▶ _Goal A_
In the paper on the improved uncertainty measure, who developed the earlier distance-based total uncertainty measure that it improves on?

An improved distance-based total uncertainty measure in belief function theory

Abstract

Uncertainty quantification of mass functions is a crucial and unsolved issue in belief function theory. Previous studies have mostly considered this problem from the perspective of viewing the belief function theory as an extension of probability theory. Recently, Yang and Han have developed a new distance-based total uncertainty measure directly and totally based on the framework of belief function theory so that there is no switch between the frameworks of belief function theory and probability theory in that measure. However, we have found some obvious deficiencies in Yang and Han’s uncertainty measure which could lead to counter-intuitive results in some cases. In this paper, an improved distance-based total uncertainty measure has been proposed to overcome the limitations of Yang and Han’s uncertainty measure. The proposed measure not only retains the desired properties of original measure, but also possesses higher sensitivity to the change of evidences. A number of examples and applications have verified the effectiveness and rationality of the proposed uncertainty measure.

Appendix

Proof of Property 1 Given a BPA m over the FOD Θ, let the belief interval of element 𝜃 _i in Θ be [Bel(𝜃 _i ),Pl(𝜃 _i )]. Since \(0 \le {d_{E}^{I}} \left ({[Bel(\theta _{i}), Pl(\theta _{i})],[0 ,1 ]} \right ) \le 1\), in (21) the upper bound of iTU ^I(m), which is n, is obtained when \({d_{E}^{I}} \left ({[Bel(\theta _{i}), Pl(\theta _{i})],[0 ,1 ]} \right ) = 0\), ∀𝜃 _i ∈Θ. The condition \({d_{E}^{I}} \left ({[Bel(\theta _{i}), Pl(\theta _{i})],[0 ,1 ]} \right ) = 0\), ∀𝜃 _i ∈Θ, can uniquely be satisfied in the vacuous BPA m(Θ)=1.

▶ _The data_

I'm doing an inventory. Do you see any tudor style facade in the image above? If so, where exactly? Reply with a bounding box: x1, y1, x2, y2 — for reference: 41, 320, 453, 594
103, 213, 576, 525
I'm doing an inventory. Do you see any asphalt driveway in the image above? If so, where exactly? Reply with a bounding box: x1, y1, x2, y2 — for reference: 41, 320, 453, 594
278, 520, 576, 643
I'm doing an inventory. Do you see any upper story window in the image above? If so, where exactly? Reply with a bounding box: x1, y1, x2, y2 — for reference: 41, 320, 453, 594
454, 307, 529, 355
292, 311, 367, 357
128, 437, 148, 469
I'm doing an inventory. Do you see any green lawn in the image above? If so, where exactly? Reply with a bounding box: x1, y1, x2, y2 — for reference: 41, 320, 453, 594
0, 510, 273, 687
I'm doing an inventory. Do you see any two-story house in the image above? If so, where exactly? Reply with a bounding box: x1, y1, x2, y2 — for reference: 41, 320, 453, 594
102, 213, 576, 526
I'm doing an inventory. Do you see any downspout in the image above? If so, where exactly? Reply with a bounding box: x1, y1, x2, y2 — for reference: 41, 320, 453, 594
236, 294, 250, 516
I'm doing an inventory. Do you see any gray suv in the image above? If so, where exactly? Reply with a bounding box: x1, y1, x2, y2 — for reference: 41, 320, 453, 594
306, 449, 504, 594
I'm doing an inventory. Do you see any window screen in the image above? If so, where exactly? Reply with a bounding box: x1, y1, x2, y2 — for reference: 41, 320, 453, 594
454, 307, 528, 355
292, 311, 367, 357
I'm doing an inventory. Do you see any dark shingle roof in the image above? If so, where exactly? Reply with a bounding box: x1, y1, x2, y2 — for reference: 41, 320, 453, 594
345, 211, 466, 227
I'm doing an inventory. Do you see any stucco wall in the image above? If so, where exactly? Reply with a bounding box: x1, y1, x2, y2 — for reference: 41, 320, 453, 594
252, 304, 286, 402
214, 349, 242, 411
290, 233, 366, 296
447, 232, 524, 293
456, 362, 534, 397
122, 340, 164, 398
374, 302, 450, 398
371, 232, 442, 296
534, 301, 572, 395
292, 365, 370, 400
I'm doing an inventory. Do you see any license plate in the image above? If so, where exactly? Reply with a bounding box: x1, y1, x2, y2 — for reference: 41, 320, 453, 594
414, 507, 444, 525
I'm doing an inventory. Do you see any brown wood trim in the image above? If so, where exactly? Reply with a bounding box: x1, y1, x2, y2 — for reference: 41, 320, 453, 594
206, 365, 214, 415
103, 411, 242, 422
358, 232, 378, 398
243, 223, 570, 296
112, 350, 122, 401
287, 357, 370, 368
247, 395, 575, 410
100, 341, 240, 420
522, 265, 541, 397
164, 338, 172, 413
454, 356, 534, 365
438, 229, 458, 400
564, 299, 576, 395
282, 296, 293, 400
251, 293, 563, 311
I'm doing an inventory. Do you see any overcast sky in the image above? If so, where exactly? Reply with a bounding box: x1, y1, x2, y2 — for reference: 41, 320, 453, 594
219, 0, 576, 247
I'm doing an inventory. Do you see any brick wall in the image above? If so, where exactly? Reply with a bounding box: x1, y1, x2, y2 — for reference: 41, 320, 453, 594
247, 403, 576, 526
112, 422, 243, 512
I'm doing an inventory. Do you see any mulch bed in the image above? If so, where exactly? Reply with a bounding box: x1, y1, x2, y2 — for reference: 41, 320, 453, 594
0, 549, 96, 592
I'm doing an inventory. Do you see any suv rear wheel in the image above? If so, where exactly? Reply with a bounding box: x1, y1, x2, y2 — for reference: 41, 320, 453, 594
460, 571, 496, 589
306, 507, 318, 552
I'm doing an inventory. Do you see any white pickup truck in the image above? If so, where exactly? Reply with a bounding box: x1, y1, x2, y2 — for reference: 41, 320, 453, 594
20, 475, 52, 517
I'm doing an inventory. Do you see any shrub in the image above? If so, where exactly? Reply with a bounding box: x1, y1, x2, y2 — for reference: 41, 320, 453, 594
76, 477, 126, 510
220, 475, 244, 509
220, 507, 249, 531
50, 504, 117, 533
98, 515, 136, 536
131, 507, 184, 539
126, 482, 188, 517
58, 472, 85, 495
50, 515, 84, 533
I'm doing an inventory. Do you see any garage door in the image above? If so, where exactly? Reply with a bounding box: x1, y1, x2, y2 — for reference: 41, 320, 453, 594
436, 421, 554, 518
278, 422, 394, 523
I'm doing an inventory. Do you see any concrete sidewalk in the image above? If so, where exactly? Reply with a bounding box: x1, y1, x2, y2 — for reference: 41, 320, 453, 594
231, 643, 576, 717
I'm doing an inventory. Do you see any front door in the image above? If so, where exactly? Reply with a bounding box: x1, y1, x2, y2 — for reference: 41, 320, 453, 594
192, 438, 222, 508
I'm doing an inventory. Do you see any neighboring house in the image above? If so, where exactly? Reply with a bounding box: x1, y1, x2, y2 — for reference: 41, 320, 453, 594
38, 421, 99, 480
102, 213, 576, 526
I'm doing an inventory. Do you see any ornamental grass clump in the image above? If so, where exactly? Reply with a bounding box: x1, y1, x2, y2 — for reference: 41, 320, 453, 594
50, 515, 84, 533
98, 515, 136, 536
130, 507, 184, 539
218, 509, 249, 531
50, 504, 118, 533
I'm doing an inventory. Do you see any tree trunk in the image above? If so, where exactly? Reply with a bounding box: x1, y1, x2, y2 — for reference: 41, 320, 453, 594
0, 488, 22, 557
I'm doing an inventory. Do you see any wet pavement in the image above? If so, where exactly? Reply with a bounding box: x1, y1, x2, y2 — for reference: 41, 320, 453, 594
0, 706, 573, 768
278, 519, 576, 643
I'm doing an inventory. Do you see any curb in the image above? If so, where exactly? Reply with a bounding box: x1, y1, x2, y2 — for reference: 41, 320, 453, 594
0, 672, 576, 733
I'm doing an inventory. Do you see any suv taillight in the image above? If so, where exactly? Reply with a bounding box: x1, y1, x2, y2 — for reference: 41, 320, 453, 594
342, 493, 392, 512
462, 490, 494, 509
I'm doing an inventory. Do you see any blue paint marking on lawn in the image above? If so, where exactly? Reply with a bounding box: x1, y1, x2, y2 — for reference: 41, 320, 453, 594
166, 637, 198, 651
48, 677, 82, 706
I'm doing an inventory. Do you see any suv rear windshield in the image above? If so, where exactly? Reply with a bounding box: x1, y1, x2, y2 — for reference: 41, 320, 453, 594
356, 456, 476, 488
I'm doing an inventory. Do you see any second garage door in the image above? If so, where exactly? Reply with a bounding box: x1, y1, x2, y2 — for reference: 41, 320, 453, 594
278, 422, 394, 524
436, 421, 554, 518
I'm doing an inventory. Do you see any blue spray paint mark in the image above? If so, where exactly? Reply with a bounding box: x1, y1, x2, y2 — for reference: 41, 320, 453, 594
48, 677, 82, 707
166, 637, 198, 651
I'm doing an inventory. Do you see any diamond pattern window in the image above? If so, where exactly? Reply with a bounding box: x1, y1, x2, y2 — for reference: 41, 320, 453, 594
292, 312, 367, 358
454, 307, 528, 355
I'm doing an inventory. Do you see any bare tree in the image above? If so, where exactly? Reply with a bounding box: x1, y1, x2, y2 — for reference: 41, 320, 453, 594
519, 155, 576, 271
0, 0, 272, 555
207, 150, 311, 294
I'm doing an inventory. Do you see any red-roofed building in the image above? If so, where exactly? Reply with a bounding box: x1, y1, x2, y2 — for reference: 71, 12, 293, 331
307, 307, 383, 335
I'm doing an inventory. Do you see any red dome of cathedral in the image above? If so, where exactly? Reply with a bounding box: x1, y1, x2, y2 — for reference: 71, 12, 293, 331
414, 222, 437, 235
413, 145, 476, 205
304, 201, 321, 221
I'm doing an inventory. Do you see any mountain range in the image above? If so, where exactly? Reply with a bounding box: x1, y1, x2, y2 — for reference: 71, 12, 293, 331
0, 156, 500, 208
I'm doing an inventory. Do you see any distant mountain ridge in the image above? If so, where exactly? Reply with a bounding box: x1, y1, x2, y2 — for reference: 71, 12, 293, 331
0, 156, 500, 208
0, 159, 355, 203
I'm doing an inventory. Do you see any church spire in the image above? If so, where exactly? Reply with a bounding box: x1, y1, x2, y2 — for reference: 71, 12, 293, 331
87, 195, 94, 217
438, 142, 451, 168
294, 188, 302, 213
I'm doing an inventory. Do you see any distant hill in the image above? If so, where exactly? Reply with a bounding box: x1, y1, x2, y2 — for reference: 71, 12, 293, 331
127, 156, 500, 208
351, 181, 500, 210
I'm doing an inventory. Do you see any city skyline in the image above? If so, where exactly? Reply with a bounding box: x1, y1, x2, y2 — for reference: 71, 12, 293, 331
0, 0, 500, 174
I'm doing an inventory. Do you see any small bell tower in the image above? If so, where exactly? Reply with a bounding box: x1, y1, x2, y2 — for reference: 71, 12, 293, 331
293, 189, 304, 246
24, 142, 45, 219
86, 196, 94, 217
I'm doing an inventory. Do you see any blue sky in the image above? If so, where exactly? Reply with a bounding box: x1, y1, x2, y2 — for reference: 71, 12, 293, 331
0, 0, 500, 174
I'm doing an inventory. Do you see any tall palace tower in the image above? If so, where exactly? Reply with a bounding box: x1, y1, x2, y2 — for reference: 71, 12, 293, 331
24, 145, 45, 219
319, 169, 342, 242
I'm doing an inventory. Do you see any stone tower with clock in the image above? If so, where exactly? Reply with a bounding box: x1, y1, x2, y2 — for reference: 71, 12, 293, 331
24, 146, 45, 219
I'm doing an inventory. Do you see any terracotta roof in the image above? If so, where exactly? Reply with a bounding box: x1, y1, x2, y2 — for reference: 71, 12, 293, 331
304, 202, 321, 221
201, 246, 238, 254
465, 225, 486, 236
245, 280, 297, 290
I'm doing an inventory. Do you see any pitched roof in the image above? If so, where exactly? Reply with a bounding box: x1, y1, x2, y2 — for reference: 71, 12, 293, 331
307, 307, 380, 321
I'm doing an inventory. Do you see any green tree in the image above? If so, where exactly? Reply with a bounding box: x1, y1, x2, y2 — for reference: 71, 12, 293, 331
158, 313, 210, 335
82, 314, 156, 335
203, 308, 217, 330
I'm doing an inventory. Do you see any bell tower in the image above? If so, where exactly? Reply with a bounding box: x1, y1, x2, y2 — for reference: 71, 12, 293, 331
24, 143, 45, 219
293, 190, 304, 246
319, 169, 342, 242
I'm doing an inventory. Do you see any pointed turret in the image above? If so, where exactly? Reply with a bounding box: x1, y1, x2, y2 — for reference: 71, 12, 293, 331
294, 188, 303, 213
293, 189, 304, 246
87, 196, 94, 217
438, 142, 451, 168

--

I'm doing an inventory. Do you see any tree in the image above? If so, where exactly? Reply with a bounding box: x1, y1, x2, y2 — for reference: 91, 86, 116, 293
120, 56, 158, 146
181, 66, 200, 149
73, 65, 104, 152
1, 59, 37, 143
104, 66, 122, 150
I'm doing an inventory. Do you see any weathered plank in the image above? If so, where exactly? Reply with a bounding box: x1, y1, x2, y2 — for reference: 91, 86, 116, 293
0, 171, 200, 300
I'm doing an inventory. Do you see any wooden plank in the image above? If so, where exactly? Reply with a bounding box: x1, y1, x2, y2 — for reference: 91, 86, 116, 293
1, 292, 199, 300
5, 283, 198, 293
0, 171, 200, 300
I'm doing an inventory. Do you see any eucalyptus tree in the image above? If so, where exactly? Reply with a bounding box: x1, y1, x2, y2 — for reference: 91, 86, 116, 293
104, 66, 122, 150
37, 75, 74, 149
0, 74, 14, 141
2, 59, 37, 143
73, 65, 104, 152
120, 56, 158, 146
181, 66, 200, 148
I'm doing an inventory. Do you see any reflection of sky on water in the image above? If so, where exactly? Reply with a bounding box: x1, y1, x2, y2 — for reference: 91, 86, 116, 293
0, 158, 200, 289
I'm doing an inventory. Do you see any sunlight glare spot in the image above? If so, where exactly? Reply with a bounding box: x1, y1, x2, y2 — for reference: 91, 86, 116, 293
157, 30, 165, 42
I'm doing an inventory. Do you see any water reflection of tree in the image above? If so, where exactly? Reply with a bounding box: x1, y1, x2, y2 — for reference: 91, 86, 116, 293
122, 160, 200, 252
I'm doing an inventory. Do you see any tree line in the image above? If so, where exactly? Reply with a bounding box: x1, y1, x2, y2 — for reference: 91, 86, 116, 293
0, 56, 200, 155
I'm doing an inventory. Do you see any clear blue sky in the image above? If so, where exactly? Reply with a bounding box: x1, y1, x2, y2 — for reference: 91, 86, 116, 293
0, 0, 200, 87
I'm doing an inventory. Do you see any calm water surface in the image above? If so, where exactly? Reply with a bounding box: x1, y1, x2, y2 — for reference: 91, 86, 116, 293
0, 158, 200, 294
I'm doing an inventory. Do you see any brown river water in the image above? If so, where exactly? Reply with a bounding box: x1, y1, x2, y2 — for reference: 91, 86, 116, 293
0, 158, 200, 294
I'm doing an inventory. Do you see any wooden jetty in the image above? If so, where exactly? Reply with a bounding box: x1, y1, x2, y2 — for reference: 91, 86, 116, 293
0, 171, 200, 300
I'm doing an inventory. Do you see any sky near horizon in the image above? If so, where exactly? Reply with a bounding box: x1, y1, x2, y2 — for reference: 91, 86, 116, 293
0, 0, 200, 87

▶ _Goal B_
Rewrite the part of the listing starting at the line that contains "I'm doing an inventory. Do you see any small" and ending at the line that contains "24, 146, 45, 219", changing "inventory" to "audit" and leaving everything else unchanged.

▶ _Task response A_
Yang and Han

▶ _Task response B_
I'm doing an audit. Do you see any small bell tower in the image above? If so, where exactly? Reply with a bounding box: x1, y1, x2, y2 — for reference: 71, 12, 293, 331
293, 189, 304, 246
24, 142, 45, 219
86, 196, 94, 217
I'm doing an audit. Do you see any blue sky in the image above? If so, where exactly? Reply with a bounding box: x1, y1, x2, y2 — for reference: 71, 12, 293, 331
0, 0, 500, 174
I'm doing an audit. Do you see any tall palace tower in the image above? If so, where exactly? Reply with a bounding box: x1, y1, x2, y2 — for reference: 71, 12, 293, 331
24, 145, 45, 219
319, 169, 342, 242
I'm doing an audit. Do you see any stone tower with clock in the image above? If so, where exactly? Reply with a bounding box: x1, y1, x2, y2 — for reference: 71, 12, 293, 331
24, 146, 45, 219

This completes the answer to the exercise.